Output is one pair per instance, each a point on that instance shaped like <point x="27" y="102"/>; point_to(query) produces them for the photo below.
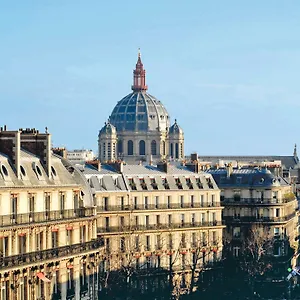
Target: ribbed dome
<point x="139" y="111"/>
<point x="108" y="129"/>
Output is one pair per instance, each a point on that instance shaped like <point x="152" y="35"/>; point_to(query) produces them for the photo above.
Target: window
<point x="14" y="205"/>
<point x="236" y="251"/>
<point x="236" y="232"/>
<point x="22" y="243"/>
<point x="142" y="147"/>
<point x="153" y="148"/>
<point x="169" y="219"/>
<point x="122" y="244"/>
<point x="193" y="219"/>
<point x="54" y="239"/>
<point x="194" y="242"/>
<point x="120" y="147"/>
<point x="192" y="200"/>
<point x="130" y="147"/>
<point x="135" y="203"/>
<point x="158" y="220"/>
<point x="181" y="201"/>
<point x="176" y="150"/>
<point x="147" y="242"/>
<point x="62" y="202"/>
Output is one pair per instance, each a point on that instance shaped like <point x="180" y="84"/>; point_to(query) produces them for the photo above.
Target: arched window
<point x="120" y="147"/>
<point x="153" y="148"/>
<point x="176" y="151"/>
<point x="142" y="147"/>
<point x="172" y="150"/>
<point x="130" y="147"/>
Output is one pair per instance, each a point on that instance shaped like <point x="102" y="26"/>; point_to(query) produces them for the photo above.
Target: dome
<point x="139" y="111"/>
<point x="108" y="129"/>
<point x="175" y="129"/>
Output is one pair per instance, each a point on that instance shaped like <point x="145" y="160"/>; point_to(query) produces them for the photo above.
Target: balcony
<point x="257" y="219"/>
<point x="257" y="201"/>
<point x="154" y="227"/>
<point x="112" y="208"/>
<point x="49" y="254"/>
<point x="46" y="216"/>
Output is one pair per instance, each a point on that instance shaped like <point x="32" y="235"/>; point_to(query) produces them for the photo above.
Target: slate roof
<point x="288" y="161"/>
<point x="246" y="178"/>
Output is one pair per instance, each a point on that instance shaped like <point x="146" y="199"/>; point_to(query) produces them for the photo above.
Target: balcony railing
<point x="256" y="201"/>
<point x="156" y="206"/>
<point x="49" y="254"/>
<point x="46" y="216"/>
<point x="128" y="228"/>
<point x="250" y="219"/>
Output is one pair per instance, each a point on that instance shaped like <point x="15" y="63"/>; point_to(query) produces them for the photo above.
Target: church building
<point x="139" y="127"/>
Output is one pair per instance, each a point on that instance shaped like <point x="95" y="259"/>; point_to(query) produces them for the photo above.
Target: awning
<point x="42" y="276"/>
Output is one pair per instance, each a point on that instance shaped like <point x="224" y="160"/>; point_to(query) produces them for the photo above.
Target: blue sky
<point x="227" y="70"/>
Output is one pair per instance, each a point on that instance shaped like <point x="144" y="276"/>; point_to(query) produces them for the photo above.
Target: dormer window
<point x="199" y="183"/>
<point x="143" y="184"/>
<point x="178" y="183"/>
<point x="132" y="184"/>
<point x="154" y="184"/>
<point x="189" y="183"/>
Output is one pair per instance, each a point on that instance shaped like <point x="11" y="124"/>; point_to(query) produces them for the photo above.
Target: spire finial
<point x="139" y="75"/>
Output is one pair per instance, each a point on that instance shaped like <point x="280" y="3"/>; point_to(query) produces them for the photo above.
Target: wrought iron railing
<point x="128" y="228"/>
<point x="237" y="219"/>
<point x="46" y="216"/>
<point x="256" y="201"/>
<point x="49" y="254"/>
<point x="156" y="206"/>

◆ Exercise description: Quote each line of the listing exactly, but leave the pictures out.

◆ Solution to this task:
Output is one pair per instance, each a point on that instance shaped like <point x="27" y="102"/>; point_to(query) produces them for the photo below.
Target: ribbed dome
<point x="139" y="111"/>
<point x="108" y="129"/>
Output is one pair per instance, each a point on that instance shaped like <point x="152" y="35"/>; point_to(query) produces them for the photo above.
Target: window
<point x="14" y="205"/>
<point x="236" y="251"/>
<point x="236" y="232"/>
<point x="22" y="243"/>
<point x="142" y="147"/>
<point x="153" y="148"/>
<point x="169" y="219"/>
<point x="122" y="244"/>
<point x="193" y="219"/>
<point x="54" y="239"/>
<point x="194" y="242"/>
<point x="120" y="147"/>
<point x="192" y="200"/>
<point x="130" y="147"/>
<point x="135" y="203"/>
<point x="158" y="220"/>
<point x="181" y="201"/>
<point x="176" y="150"/>
<point x="147" y="242"/>
<point x="62" y="202"/>
Output is one pair per instance, each a point on that instance shaped like <point x="180" y="84"/>; point_to(query) produces them for the photo above.
Target: arched window
<point x="120" y="147"/>
<point x="153" y="148"/>
<point x="176" y="151"/>
<point x="142" y="147"/>
<point x="172" y="150"/>
<point x="130" y="147"/>
Output is one pair per instance, each a point on that instance shaped like <point x="102" y="26"/>; point_to(query) produces them for the photo above.
Target: dome
<point x="139" y="111"/>
<point x="108" y="129"/>
<point x="175" y="129"/>
Output is one pair per instance, each a point on that instance shaped like <point x="145" y="160"/>; point_to(query) produces them for the photo above.
Target: balcony
<point x="257" y="219"/>
<point x="257" y="201"/>
<point x="154" y="227"/>
<point x="112" y="208"/>
<point x="49" y="254"/>
<point x="46" y="216"/>
Output is one pair per instance, each a point on that instance shaped like <point x="32" y="235"/>; point_to(query) produces them for the photo above.
Target: slate roof
<point x="288" y="161"/>
<point x="246" y="178"/>
Output is one pair per instance, each a point on that instance shaped like <point x="146" y="199"/>; point_to(query) produces them for the photo above.
Target: balcony railing
<point x="256" y="201"/>
<point x="156" y="206"/>
<point x="49" y="254"/>
<point x="46" y="216"/>
<point x="128" y="228"/>
<point x="250" y="219"/>
Output is one pair per instance, each a point on that instance shaped like <point x="15" y="63"/>; point_to(query) produces them for the photo above.
Target: church building
<point x="139" y="127"/>
Output is one pair per instance, each a point on that instance shaped like <point x="95" y="259"/>; point_to(query) produces them for the photo above.
Target: awning
<point x="42" y="276"/>
Output is one pair per instance, each a point on that instance shaped like <point x="224" y="160"/>; point_to(query) produces them for the photo above.
Target: blue sky
<point x="227" y="70"/>
Output is one pair per instance, each a point on that instance shaped like <point x="144" y="276"/>; point_to(query) produces them for the photo above.
Target: dormer window
<point x="199" y="183"/>
<point x="143" y="184"/>
<point x="178" y="183"/>
<point x="132" y="184"/>
<point x="154" y="184"/>
<point x="189" y="183"/>
Output is one pair per instance, each a point on that instance shaped like <point x="11" y="124"/>; point_to(query) produces them for the photo above.
Target: spire finial
<point x="139" y="75"/>
Output is one pair per instance, each a point on that instance shaped like <point x="280" y="3"/>; point_to(query) produces them for the photo above.
Target: wrought iron railing
<point x="128" y="228"/>
<point x="237" y="219"/>
<point x="46" y="216"/>
<point x="256" y="201"/>
<point x="49" y="254"/>
<point x="156" y="206"/>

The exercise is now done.